##### Exercise passage
Marking her hotly anticipated Broadway debut following her critically acclaimed and Olivier Award-winning performance in the London premiere production of The Picture of Dorian Gray, Australian star Sarah Snook reprises her searing portrayal of all 26 characters in the production.
 
Snook was most recently seen as Shiv Roy in hit series “Succession,” a role that earned her global acclaim. Over four seasons of "Succession," she received an Emmy Award, two Golden Globe Awards and a Critics Choice Award.

“It was a singular privilege to bring The Picture of Dorian Gray to life in London and I am thrilled we will be able to share this astonishing production with audiences in New York,” Snook said. “From Oscar Wilde’s timeless words to the masterful reinterpretation Kip Williams has created, this tale of virtue, corruption, vanity and repercussion is an electrifying journey for me as much as for the audiences and I am filled with anticipation as we continue on this ambitious creative endeavor.”
##########
### Work required
Answer these questions from the passage on Sarah Snook's Broadway debut:
(a) How many characters does Snook portray in The Picture of Dorian Gray?
(b) Which role did Snook play in "Succession"?
(c) Who created the reinterpretation that Snook calls masterful?
##### Data below
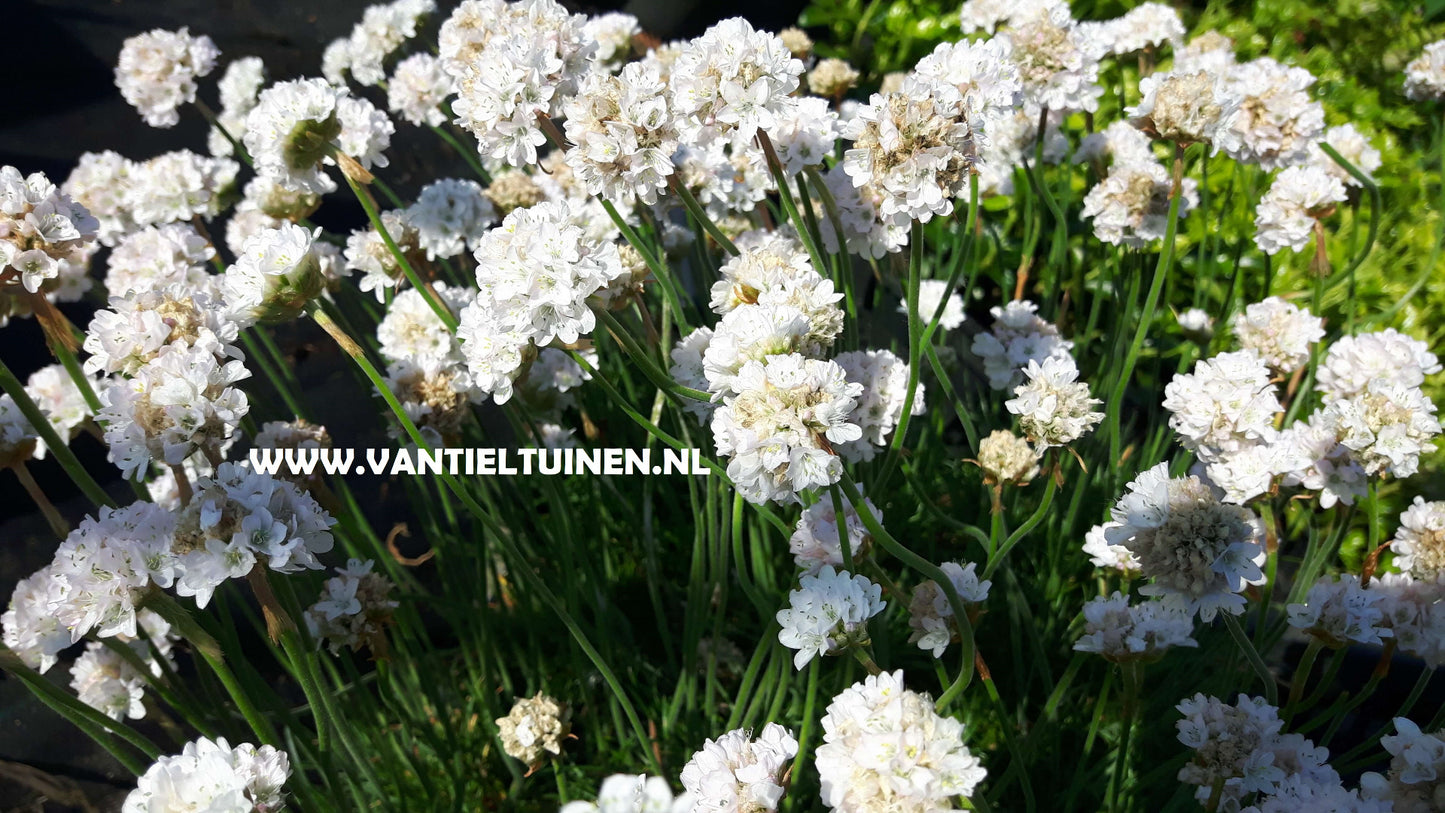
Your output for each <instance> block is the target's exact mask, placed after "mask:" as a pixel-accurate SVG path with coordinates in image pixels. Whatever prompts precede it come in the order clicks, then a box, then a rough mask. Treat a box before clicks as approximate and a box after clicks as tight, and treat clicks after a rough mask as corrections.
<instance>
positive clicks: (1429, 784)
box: [1360, 718, 1445, 813]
##########
### Problem solution
(a) All 26 characters.
(b) Shiv Roy.
(c) Kip Williams.